GOAL: Please repeat all of the listing exactly.

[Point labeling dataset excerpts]
========================================

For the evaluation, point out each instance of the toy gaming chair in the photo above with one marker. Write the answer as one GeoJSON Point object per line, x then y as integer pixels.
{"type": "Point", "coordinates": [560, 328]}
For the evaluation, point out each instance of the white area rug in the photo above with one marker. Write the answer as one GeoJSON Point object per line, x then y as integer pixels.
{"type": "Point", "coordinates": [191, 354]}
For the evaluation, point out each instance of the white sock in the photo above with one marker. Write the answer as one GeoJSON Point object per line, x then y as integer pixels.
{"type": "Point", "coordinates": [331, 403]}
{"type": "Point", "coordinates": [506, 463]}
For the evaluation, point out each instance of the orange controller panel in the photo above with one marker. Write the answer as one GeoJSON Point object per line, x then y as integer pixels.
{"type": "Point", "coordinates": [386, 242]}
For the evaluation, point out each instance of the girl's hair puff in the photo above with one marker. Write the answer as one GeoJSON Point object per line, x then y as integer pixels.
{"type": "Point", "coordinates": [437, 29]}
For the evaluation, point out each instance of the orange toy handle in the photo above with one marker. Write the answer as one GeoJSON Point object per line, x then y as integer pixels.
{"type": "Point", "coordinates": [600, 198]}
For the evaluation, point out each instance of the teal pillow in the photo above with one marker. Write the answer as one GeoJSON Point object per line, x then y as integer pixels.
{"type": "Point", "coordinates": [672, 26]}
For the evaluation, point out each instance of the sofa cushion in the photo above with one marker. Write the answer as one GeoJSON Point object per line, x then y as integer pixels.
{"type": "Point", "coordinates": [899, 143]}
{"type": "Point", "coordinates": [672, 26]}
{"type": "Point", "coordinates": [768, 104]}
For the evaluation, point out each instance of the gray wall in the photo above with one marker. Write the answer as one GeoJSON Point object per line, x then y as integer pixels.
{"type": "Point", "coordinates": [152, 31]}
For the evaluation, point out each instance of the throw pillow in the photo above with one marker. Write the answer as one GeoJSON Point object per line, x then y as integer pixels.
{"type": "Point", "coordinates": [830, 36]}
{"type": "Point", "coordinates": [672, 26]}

========================================

WRITTEN SOLUTION:
For the evaluation, point out each instance of the toy gaming chair in the photo above with one marker. Write the answer as one GeoJSON Point object per line, x then y as integer pixels.
{"type": "Point", "coordinates": [560, 328]}
For the evaluation, point out each instance of the white area rug in the photo above with one marker. Write the answer as one GeoJSON Point object per line, x then y as integer pixels.
{"type": "Point", "coordinates": [191, 354]}
For the evaluation, point out each instance of the white sock in the photo above with one marker. Write the answer as one GeoJSON Point object per line, x then y as integer pixels.
{"type": "Point", "coordinates": [331, 403]}
{"type": "Point", "coordinates": [506, 463]}
For the evaluation, point out each instance of the orange controller panel in the photo above with one marker. Write the answer as one GeoJSON Point object per line, x then y as integer pixels.
{"type": "Point", "coordinates": [386, 242]}
For the evaluation, point out each instance of the girl's hair puff in the photo above with one marker. Write the answer as one GeoJSON Point object per line, x then y as integer pixels.
{"type": "Point", "coordinates": [437, 29]}
For the evaluation, point out each instance of the orange toy handle in the photo above with one marker. Write the answer as one GeoJSON Point object per line, x then y as integer pixels.
{"type": "Point", "coordinates": [600, 198]}
For the evaluation, point out each instance of the teal pillow in the photo above with one marker. Write the answer as one GeoJSON Point object per line, x then y as integer pixels.
{"type": "Point", "coordinates": [672, 26]}
For the evaluation, point out each instance of the sofa cushion in the photo above with one marker. Write the answer as one GeoJSON Point object per line, x then y as integer pixels.
{"type": "Point", "coordinates": [899, 143]}
{"type": "Point", "coordinates": [672, 26]}
{"type": "Point", "coordinates": [768, 104]}
For the evaluation, point out each instance of the gray wall in the photo above with one marker. Write the answer as one GeoJSON Point object per line, x then y as integer pixels.
{"type": "Point", "coordinates": [152, 31]}
For the evaluation, point out each instance of the throw pillow in the photo above with one marker. Write the answer as one GeoJSON Point object per line, x then y as integer pixels.
{"type": "Point", "coordinates": [830, 36]}
{"type": "Point", "coordinates": [672, 26]}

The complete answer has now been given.